* _Reading text_:
========================================
'Narrow Diplomatic Path' Still Open Between Russia, Ukraine

More talks planned for Tuesday
By Newser Editors and Wire Services
Posted Mar 14, 2022 11:48 PM CDT
'Narrow Diplomatic Path' Still Open Between Russia, Ukraine
Internally displaced rest inside a school in Lviv, western Ukraine, Monday, March 14, 2022.   (AP Photo/Bernat Armangue)

A narrow diplomatic path stayed open as Ukraine and Russia planned another round of talks and Moscow’s forces pounded away at cities across the country, including the capital, in a bombardment that deepened the humanitarian crisis. The latest negotiations, held via video conference, were the fourth round involving higher-level officials from the two countries and the first in a week. The talks ended Monday without a breakthrough after several hours, with an aide to Ukrainian President Volodymyr Zelenskyy saying the negotiators took “a technical pause” and planned to meet again Tuesday, the AP reports.
========================================
* _Supplied entries_:
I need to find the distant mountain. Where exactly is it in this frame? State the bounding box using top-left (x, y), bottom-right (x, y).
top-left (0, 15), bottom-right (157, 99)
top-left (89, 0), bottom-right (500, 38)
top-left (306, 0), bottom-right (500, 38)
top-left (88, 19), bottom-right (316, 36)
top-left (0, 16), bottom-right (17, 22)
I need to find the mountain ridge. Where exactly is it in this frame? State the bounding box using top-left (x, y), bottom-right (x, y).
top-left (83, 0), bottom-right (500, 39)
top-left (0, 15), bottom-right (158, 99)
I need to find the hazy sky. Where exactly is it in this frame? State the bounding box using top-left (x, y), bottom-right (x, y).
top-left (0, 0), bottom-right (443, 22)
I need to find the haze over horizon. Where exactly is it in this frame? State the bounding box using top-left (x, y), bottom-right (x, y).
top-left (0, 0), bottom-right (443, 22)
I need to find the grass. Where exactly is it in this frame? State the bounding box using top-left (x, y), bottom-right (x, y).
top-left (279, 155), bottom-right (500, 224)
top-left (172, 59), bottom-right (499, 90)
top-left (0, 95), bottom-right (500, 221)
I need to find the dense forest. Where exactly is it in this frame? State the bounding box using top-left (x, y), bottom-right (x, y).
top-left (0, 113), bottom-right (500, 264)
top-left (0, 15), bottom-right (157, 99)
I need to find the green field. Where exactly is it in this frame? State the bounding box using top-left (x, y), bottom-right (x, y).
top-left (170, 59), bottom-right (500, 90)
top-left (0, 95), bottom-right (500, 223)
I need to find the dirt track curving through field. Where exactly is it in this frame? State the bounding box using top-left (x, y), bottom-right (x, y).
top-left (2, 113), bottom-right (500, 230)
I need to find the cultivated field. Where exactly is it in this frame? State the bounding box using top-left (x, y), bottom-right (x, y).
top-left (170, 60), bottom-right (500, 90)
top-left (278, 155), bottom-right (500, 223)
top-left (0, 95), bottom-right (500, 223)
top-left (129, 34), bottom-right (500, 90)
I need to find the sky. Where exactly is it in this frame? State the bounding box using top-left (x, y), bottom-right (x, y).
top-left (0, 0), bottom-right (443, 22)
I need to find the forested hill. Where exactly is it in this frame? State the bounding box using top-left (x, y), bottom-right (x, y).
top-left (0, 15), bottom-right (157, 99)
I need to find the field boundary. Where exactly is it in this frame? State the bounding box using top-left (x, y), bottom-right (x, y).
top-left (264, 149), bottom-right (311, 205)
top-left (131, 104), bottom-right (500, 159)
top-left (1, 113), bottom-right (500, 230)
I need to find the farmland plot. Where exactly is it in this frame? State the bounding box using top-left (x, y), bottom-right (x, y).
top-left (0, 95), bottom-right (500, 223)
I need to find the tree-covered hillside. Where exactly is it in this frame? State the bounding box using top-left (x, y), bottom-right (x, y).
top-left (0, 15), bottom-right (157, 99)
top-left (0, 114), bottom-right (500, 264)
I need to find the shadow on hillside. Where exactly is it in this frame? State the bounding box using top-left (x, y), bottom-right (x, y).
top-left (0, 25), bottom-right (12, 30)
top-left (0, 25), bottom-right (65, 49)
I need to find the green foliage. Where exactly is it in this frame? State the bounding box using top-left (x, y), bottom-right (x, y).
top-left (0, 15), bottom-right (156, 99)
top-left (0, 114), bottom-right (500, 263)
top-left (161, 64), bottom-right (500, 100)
========================================
* _Required actions_:
(1) Rewrite the paragraph of the Russia–Ukraine talks article that begins "A narrow diplomatic path stayed open" as a short bulleted list that keeps its main facts.
(2) Answer these questions from the Russia–Ukraine talks article, one line each:
(a) On what date was the article posted?
(b) According to the photo caption, where were internally displaced people resting?
(c) Which round of higher-level talks did the latest negotiations represent?
(3) Continue the news report on the Russia–Ukraine talks for one more paragraph after its final sentence.
The listing was taken from a different source than the text.

* _Answer set_:
(1)
- Ukraine and Russia planned another round of talks while Russian forces bombarded cities across Ukraine, including the capital, deepening the humanitarian crisis.
- The latest negotiations, held by video conference, were the fourth round with higher-level officials and the first in a week.
- They ended Monday after several hours without a breakthrough.
- An aide to President Volodymyr Zelenskyy said negotiators took "a technical pause" and would meet again Tuesday.

(2)
(a) March 14, 2022
(b) Inside a school in Lviv, western Ukraine
(c) The fourth round

(3)
The two sides had expressed some optimism in the past few days. Mykhailo Podolyak, the aide to Zelenskyy, tweeted that the negotiators would discuss “peace, cease-fire, immediate withdrawal of troops & security guarantees.” Previous discussions, held in person in Belarus, produced no lasting humanitarian routes or agreements to end the fighting. In Washington, White House press secretary Jen Psaki said that while the Biden administration supports Ukraine’s participation in the talks with Russia, Russian President Vladimir Putin would have to show signs of de-escalating in order to demonstrate good faith.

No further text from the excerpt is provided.